» Directive 1
In the passage on science, starting at "No, science can" and ending at "of the thermometer....", swap "Aristotle" for "Ptolemy" and give that part back.
» Directive 2
List every sentence in the passage on science that ends with a question mark.

» Selected text
---+---

No, science can not understand everything; science can only understand what it can observe. Can't see it? Can't measure it? Can't explain it. On top of that is the ethnocentric baggage that every individual carries around with them. Need proof? Look at how blindly the monks of the Middle Ages followed the words of Aristotle, even when it was obvious he was wrong. Hell, the only reason the Church recognized that a vacuum could be created was because they needed a place for heaven to exist once the idea of the "heavenly spheres" was shot to hell. The heresy of the thermometer....
Scientists are nothing more than well conditioned lab rats. Pavlov taught dogs to salivate at the sound of a bell, only because the dogs could recognize a connection between the bell and food. Scientists just recognize patterns. Pull the level and get a food pellet....

---+---

» Extracted records
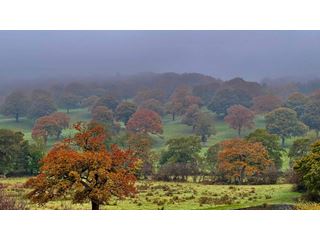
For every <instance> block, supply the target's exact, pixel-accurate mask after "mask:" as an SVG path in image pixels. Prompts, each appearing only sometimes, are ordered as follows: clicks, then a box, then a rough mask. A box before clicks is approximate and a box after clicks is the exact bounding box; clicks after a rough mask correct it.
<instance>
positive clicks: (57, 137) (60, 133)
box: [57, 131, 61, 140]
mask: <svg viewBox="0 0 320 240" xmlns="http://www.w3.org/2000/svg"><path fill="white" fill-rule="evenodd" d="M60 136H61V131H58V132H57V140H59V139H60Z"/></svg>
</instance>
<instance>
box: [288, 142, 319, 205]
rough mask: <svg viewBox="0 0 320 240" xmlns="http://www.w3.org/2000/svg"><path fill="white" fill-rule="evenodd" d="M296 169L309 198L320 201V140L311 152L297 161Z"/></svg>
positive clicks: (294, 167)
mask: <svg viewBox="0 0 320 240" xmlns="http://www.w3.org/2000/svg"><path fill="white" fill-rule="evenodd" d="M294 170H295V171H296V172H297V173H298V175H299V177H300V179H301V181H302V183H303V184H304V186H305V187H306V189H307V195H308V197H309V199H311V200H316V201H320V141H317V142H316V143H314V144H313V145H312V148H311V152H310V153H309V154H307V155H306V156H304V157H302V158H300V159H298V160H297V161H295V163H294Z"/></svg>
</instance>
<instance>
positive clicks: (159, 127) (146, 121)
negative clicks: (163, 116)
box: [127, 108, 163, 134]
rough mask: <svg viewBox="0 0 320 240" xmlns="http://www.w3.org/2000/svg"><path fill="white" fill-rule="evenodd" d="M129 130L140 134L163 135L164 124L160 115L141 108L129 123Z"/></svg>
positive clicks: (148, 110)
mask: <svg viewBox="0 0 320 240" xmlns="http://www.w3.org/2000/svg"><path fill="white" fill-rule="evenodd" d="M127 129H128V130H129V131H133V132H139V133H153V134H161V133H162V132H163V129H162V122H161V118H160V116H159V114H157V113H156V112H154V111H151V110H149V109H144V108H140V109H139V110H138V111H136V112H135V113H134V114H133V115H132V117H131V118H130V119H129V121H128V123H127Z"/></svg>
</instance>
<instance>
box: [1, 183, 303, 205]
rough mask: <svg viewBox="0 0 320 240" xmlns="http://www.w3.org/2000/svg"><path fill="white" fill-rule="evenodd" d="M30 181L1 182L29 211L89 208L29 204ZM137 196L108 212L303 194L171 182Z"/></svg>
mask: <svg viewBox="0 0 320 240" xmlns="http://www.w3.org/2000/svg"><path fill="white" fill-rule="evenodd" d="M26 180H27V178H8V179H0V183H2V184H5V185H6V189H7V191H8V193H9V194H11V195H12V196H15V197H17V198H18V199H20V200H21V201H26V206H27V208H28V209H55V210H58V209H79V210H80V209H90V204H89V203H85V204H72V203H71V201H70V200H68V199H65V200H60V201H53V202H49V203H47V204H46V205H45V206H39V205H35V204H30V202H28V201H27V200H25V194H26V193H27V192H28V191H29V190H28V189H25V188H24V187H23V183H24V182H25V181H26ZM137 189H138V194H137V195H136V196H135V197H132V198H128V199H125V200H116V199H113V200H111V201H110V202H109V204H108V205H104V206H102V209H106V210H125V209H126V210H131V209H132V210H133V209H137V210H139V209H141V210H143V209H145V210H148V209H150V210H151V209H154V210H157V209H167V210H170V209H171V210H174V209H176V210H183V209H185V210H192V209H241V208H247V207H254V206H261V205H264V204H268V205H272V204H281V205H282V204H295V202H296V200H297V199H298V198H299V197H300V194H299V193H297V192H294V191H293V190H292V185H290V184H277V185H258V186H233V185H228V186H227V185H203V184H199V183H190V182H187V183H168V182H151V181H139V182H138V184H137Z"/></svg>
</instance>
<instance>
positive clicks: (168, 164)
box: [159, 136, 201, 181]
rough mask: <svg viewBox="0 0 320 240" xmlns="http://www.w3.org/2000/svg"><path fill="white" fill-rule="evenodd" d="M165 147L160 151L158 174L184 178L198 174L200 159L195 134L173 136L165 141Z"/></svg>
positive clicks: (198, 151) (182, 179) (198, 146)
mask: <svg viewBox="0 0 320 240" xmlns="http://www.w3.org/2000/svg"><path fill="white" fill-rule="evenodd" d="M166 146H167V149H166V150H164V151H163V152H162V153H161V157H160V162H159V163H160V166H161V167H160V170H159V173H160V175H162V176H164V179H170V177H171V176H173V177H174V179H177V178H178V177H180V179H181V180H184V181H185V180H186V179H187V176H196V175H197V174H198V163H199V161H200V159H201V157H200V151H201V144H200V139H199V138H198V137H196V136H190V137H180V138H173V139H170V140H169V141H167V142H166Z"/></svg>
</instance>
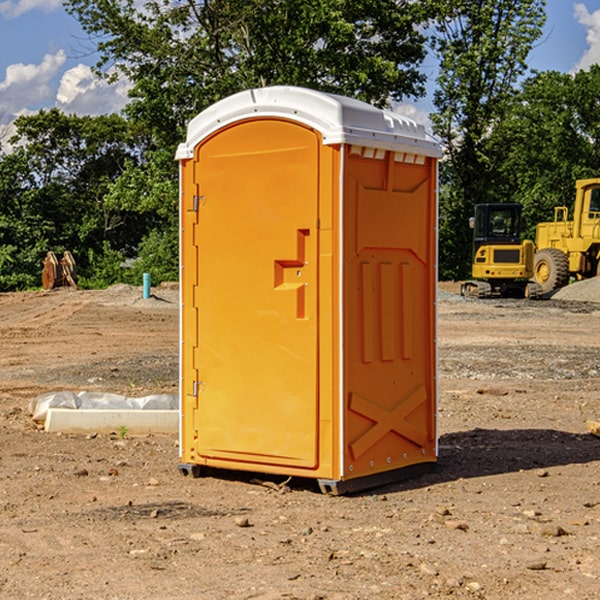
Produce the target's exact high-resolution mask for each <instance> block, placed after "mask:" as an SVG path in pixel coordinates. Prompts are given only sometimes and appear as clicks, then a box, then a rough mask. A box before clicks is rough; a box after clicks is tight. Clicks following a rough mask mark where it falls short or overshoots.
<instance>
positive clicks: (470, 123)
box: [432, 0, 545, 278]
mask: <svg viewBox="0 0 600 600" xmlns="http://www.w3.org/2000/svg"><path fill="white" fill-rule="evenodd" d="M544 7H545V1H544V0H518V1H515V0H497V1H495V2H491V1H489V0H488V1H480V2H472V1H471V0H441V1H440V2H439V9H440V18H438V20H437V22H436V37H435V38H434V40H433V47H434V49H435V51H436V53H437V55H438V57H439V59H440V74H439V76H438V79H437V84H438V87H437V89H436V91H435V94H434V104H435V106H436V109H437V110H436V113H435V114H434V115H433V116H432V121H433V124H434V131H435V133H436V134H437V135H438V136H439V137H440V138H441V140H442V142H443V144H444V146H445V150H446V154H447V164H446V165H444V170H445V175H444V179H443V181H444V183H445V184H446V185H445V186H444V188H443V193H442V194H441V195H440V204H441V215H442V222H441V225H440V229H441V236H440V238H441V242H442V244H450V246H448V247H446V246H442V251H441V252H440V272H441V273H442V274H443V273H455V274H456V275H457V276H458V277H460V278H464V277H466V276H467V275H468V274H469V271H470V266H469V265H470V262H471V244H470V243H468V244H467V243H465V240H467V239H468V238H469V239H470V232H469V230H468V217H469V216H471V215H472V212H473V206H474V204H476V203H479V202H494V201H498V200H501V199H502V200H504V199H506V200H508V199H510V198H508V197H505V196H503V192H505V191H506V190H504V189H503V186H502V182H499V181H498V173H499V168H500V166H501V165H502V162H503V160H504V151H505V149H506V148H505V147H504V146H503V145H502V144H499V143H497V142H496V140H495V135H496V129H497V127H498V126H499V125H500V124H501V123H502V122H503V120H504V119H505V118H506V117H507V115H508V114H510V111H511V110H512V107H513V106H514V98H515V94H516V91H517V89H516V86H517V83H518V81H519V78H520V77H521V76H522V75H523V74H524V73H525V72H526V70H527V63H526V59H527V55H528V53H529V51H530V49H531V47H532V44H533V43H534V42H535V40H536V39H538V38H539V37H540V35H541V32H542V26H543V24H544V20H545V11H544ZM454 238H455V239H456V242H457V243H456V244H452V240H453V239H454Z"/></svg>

---+---

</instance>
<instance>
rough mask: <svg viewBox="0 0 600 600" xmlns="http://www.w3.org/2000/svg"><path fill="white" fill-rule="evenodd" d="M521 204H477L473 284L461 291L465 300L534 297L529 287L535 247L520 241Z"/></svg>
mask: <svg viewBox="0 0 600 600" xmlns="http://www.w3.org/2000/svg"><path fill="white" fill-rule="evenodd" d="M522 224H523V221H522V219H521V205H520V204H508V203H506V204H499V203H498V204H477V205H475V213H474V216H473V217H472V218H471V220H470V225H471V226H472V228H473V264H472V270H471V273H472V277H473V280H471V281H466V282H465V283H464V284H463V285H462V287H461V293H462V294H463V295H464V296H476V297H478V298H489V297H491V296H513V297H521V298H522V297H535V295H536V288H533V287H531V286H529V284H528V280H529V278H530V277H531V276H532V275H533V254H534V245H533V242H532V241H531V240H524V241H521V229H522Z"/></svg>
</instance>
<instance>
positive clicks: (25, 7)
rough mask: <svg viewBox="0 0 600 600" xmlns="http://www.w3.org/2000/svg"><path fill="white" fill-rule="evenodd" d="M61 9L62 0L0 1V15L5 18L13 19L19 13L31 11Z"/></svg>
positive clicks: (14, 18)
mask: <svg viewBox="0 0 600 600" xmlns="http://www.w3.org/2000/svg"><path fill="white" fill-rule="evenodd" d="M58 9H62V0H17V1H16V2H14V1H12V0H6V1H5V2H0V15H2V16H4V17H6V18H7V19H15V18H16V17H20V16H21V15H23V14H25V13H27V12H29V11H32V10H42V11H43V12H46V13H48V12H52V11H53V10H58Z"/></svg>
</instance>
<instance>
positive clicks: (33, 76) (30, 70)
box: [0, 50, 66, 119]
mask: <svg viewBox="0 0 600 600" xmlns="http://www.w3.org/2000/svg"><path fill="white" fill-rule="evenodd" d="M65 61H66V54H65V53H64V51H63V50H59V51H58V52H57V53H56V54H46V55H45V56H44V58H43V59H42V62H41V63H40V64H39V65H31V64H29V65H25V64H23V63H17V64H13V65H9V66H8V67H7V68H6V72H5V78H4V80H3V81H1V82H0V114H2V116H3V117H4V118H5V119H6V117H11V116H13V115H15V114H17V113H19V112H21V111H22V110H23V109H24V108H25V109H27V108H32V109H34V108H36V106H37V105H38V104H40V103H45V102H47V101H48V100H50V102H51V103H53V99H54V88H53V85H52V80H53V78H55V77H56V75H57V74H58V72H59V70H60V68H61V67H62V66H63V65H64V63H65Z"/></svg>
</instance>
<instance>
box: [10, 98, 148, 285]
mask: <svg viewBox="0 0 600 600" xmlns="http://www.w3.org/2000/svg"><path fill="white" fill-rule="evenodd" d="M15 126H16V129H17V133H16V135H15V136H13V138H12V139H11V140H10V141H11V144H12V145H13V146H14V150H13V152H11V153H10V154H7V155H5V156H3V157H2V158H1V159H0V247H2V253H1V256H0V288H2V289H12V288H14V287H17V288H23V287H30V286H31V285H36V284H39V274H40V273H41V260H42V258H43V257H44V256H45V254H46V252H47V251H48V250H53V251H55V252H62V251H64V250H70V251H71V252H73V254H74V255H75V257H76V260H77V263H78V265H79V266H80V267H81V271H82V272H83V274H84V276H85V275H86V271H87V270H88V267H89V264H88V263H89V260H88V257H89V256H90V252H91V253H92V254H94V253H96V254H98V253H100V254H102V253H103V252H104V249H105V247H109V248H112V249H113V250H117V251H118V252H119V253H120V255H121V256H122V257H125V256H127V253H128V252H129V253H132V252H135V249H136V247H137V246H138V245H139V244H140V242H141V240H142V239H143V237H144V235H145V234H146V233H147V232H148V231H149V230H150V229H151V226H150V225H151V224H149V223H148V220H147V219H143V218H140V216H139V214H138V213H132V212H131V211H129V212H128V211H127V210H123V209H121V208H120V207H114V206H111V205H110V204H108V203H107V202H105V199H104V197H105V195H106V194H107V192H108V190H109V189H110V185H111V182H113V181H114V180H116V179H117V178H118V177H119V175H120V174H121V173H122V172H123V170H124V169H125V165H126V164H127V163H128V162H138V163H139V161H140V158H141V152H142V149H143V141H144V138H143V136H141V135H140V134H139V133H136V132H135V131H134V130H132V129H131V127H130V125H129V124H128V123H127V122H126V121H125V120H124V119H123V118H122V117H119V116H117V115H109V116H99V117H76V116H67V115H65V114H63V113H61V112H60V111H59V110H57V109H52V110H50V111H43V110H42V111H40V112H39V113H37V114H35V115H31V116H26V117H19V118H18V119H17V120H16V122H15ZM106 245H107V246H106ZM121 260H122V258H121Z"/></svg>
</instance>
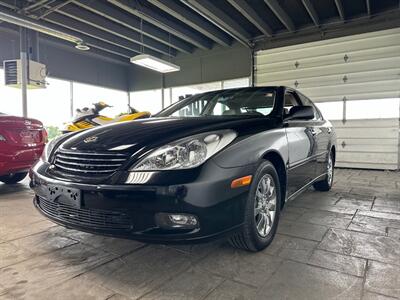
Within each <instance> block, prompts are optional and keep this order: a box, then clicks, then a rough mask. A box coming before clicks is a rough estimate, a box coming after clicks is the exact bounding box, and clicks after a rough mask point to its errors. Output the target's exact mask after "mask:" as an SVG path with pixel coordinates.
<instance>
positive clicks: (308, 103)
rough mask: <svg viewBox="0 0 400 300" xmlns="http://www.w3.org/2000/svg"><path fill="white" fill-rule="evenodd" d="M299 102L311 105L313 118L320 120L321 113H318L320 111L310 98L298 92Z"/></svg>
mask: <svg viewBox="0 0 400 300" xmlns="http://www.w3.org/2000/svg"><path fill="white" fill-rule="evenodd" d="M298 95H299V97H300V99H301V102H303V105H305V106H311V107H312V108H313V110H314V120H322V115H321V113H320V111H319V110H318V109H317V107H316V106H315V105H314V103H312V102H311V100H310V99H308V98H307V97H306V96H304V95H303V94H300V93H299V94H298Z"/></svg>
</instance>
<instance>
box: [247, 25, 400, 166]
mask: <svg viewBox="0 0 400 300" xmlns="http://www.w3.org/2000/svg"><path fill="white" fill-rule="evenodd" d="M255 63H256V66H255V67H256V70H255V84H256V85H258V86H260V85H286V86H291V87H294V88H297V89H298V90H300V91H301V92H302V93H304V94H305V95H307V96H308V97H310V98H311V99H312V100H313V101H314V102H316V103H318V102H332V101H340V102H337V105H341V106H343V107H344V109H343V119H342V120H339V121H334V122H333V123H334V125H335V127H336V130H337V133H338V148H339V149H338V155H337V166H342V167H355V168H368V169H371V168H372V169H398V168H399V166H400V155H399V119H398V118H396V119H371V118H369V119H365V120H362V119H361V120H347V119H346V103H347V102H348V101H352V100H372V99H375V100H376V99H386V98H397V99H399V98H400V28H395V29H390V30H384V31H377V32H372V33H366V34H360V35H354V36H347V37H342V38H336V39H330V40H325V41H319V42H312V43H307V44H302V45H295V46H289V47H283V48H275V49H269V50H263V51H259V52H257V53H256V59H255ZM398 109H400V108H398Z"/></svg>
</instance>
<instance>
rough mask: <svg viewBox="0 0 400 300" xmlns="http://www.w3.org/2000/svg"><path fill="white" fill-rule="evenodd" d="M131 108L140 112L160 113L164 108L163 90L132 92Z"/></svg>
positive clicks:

---+---

» Written response 1
No, science can not understand everything; science can only understand what it can observe. Can't see it? Can't measure it? Can't explain it. On top of that is the ethnocentric baggage that every individual carries around with them. Need proof? Look at how blindly the monks of the Middle Ages followed the words of Ptolemy, even when it was obvious he was wrong. Hell, the only reason the Church recognized that a vacuum could be created was because they needed a place for heaven to exist once the idea of the "heavenly spheres" was shot to hell. The heresy of the thermometer....

» Written response 2
- Can't see it?
- Can't measure it?
- Need proof?